» **YOUR INSTRUCTIONS**:
Below are some records; retype all of them exactly.

-- start --

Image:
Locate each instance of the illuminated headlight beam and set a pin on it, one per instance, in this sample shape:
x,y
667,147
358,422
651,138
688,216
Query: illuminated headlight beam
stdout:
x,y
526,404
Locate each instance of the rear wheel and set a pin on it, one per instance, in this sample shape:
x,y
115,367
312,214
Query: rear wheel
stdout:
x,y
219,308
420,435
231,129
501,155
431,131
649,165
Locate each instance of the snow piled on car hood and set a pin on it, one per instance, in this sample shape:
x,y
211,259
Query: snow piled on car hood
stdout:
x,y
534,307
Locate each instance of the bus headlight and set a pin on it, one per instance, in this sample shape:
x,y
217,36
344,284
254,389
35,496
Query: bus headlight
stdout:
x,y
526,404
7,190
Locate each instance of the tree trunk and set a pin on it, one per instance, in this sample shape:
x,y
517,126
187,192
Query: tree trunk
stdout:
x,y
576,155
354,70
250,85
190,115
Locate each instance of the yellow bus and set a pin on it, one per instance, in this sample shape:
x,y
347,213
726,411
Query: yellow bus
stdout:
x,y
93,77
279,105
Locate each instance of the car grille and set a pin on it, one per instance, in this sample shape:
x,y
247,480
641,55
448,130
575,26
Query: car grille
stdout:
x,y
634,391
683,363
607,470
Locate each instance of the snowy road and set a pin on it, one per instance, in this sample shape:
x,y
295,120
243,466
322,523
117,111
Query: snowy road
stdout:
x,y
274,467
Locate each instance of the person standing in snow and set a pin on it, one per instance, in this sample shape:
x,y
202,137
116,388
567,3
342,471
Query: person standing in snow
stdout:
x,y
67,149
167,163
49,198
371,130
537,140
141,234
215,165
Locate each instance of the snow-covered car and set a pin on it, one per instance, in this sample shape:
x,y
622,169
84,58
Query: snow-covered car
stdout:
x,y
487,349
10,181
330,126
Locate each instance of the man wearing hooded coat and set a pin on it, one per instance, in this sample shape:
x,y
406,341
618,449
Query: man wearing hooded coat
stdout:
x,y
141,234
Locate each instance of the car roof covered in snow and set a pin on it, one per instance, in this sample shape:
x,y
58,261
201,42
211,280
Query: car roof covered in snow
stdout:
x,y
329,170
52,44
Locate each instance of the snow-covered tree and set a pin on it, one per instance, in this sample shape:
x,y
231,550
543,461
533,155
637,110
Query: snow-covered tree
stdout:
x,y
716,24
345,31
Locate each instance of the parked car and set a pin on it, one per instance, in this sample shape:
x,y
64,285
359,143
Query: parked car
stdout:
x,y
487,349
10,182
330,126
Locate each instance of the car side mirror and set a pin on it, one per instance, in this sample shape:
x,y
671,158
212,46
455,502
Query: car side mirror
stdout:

-- end --

» **FINAL RESULT**:
Image:
Locate each instance of the illuminated headlight beam and set a pin on it, one per instance, in this sample shape:
x,y
667,147
358,422
651,138
688,216
Query: illuminated headlight beam
stdout:
x,y
526,404
Locate each instance of the rear wheel and set a pin on it, one per instance, in this sample shape:
x,y
115,367
312,214
Query: rear wheel
stdout:
x,y
219,308
420,435
231,129
501,155
431,131
649,165
Locate each instance of the snow piled on car hood and set a pin on it, one per instance, in this sample shape:
x,y
211,259
Query: snow piled on car hood
stdout:
x,y
534,307
Locate each instance of the bus headlight and set a pin on it, one per instance, in this sample shape:
x,y
217,36
344,284
254,389
35,496
Query: bus headlight
stdout:
x,y
526,404
7,190
Locate each instance of the tree trunk and set a pin on it, one per instance, in this sample shape:
x,y
517,126
187,192
Query: tree trunk
stdout:
x,y
576,155
354,70
250,85
190,115
Locate each instance of the yellow bus and set a pin on it, one per instance, in this sample shape:
x,y
347,213
726,411
Query: yellow bus
stdout:
x,y
93,77
279,105
Locate each instance of the car grille and set a pin on it, one per instance, in this sample shape:
x,y
247,480
641,55
448,130
575,26
Query: car grille
stdout:
x,y
634,391
683,363
607,470
Locate each instance of the snowy road and set a pin on it, one per instance, in this sample shape:
x,y
295,120
243,466
322,523
117,111
Query: snowy road
stdout:
x,y
274,467
Locate each instance of the person standing in snow and set a pin on it, one per instance, in this sample shape:
x,y
202,137
116,388
567,3
342,471
Query: person standing in snow
stdout:
x,y
67,149
167,163
49,198
371,130
537,140
141,234
215,165
Locate each instance of the snow-covered car and set a pin on it, one per instance, in this sample shape:
x,y
622,169
84,58
Query: snow-covered car
stdout:
x,y
487,349
10,181
330,126
Locate each instance of the man wearing hooded coat and set a pin on it, one per instance, in this sample shape:
x,y
406,341
618,449
Query: man wearing hooded coat
stdout:
x,y
141,234
Locate each instance of the car roof covered in snow and set a pin on it, one per instance, in this sample shape:
x,y
58,261
201,42
211,280
Query: car roof covered in snow
stdout:
x,y
329,170
52,44
Locate each instance of the snow-covered tree and set a pin on it, one per instance, in this sample shape:
x,y
231,550
543,461
533,155
637,110
Query: snow-covered tree
stdout:
x,y
716,24
345,31
Locate each instance of the parked car and set a pin on it, one per instance, in this sample shape:
x,y
64,285
359,143
Query: parked car
stdout:
x,y
487,349
10,182
330,126
Locate each instance of the car side mirror and set a pin on it, one per instance, in this sample shape:
x,y
671,158
212,46
455,502
Query: car side mirror
stdout:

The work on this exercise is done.